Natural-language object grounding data
☆ ☆ ☆ ☆ ☆

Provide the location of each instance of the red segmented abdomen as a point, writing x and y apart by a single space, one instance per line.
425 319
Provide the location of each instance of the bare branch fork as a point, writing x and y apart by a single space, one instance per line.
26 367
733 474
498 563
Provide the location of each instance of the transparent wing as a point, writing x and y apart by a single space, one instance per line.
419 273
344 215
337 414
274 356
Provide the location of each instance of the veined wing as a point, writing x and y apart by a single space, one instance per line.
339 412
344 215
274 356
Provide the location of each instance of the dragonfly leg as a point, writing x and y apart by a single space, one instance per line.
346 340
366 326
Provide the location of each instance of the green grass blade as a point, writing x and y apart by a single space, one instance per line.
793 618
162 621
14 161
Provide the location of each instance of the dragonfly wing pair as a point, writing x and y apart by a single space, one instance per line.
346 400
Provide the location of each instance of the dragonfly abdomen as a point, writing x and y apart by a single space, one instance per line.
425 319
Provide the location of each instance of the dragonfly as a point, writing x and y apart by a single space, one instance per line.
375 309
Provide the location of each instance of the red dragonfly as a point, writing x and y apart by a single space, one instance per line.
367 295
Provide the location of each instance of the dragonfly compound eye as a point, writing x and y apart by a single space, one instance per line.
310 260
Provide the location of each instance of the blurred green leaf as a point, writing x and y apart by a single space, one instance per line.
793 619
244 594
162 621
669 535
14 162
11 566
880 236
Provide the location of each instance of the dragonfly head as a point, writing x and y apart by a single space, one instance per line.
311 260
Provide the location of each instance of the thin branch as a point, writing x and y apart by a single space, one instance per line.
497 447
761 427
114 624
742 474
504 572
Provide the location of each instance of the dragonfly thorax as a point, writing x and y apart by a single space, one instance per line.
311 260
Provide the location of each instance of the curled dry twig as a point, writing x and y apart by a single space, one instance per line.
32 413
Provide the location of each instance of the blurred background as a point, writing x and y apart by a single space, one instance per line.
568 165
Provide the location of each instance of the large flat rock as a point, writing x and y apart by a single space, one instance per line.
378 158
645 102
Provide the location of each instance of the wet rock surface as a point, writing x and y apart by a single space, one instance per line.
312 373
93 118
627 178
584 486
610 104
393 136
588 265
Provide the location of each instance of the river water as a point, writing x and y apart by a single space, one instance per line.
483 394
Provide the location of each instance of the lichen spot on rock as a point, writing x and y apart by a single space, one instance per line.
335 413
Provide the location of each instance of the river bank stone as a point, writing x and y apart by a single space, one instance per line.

☆ ☆ ☆ ☆ ☆

#### [What you are asked to do]
The entries above should be repeated exactly, every one of them.

#### [Result]
Provide the location of each instance of the red segmented abdomen as a point, writing x and y apart by a single space, one instance per line.
425 319
Provide the location of each instance of the bare branch fork as a point, writing x and y apart by a single space, one instance per line.
26 367
733 474
498 563
Provide the location of each instance of the transparent wing as a point, writing x and y apart by a single space, one instance per line.
419 273
344 215
337 414
274 356
Provide the location of each instance of the veined wing as a point, writing x and y apart by a single space, one instance per line.
339 412
344 215
274 356
Provide the location of each instance of the dragonfly leg as a point, writing x and y apart by a single space, one instance per line.
346 340
366 326
Provide the location of each instance of the green grass blade as a point, writing x and y apart by a single space, one instance per line.
793 618
162 621
14 161
Provide the location of each instance of the dragonfly wing pair as a point, writing x and y apart by a single space, one instance per line.
346 400
Provide the location of each instance of the dragonfly abdomen as a point, writing x and y apart by a single space, one instance per line.
425 319
Provide the location of each instance of the dragonfly as a point, writing x and y apart by a single space, one instance per line.
375 309
Provide the location of each instance of the red dragonfly as a point, writing x and y apart by a single space, one instance per line.
367 295
Provide the location of each instance of the dragonfly compound eye as a point, writing x and y apart by a single space, one instance per line.
310 260
Provide the location of each instance of the blurred green leaf as a point, writing x and y apart by a single space, one instance per line.
793 619
244 594
162 621
669 535
14 162
11 566
880 236
Provide the location of each instance of the dragonfly head as a point, writing x and y apart by a single space, one instance per line.
311 260
Provide the location of each instance of the thin branch as a point, writing x and y apart by a single space, one instance per line.
497 447
761 427
114 624
742 474
504 572
Provide the location of each instance of the dragonfly thorax as a point, writing x and y apart by a single space, one instance per line.
311 260
Provide the location of each instance of the curled dry twig as a point, writing x and y apart by a single space, one instance per line.
32 413
Provide the location of each instance of the blurred background as a point, writing x and y apart by a single space, one instance per line.
568 165
Provide the location of each instance of the large flat rock as a point, writing x and y apart by a single space, one instance per line.
378 158
645 102
Provide the location of each instance of the wet rock surface as a point, writing x and y apart by a single space, one instance per line.
312 373
93 118
627 178
584 486
610 104
393 136
588 265
Provide the location of each instance of the river water as a point, writing x and y apart by a single space, one instance per line.
483 394
Provide the location of each instance of the lichen spot on rock as a point, writing x and y apart by a single space, one instance per line.
335 413
Provide the location of each instance of the river bank stone as a point, writing x and y apart by a single space, one instance per line.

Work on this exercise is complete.